## Prompt
Return every record below exactly as written, omitting any pictures.

====== Rows ======

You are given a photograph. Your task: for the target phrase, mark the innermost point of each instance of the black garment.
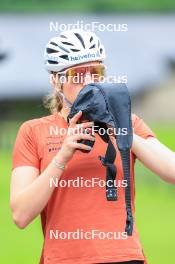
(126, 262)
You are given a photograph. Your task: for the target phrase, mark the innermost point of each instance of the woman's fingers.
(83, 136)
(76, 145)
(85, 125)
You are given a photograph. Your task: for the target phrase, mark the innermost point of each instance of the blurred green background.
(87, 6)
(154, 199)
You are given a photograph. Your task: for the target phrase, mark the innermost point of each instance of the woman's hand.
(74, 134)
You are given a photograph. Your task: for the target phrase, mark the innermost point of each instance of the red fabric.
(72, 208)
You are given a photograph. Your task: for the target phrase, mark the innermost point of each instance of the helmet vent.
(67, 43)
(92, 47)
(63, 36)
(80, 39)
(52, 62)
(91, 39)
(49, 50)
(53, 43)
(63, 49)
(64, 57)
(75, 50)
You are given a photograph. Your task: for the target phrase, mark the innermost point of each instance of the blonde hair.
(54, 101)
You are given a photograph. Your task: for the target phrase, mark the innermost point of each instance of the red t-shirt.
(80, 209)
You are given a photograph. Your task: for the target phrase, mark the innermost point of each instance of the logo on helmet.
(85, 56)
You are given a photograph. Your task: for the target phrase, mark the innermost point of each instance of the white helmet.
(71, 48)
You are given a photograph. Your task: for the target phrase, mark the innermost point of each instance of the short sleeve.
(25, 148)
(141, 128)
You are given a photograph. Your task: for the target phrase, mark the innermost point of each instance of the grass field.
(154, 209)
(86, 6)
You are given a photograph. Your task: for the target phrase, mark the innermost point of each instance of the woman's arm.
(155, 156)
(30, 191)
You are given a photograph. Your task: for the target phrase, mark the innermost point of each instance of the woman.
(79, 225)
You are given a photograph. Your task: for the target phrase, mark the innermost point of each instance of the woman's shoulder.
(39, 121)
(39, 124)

======

## Result
You are given a photograph. Your task: for the target phrase, mark the innermost point of each instance of the black garment.
(126, 262)
You are given a photograph. Your task: for the target phrase, mark the innermost point of each instance of the woman's fingers.
(83, 136)
(76, 145)
(85, 125)
You are given a photograph. Your task: for the target phrase, mark the innermost point of each instance of the blurred green background.
(87, 6)
(154, 199)
You are given a photograph. Your task: for the target phrase, mark the innermost point of each instance of the woman's hand.
(74, 134)
You are given a photograph. Your task: for the target phrase, mark the innermost point of each instance of the red fabric.
(72, 208)
You are given a photograph. Your task: for the target phrase, mark the innermost point of each instance of the helmet vent.
(67, 43)
(92, 47)
(63, 36)
(80, 39)
(52, 62)
(91, 39)
(49, 50)
(53, 43)
(63, 49)
(64, 57)
(75, 50)
You are given a photograph. Your task: for the target phrase, mark the innermost point of each instance of the blonde hair.
(54, 101)
You are given a photograph. Your task: for the target phrase, mark the innermost point of each instance of the red t-shirt.
(80, 209)
You are given a photograph. Your task: for the target phrase, mark the innermost point of each instance of the logo on helmet.
(85, 56)
You are given a photograph. Your task: for the target phrase, mark the innermost point of each instance of the white helmet.
(71, 48)
You are given a photograph. Your task: for the target phrase, mark the innermost point of each instance of the short sleeve.
(25, 148)
(141, 128)
You are given a photograph. Your task: for the target phrase, mark the innermost point of each instance of the grass field.
(154, 209)
(86, 6)
You are given a photograph. Your task: for the target phrase, mark the innermost point of each instance of the woman's arm.
(155, 156)
(30, 191)
You are given a photograph. Your task: for the target phrase, mark the innermost point of each instance of the woman.
(79, 225)
You are given a photograph. Your task: for the target phrase, mark the innermost point of each instance of the woman's shoulder.
(39, 121)
(39, 124)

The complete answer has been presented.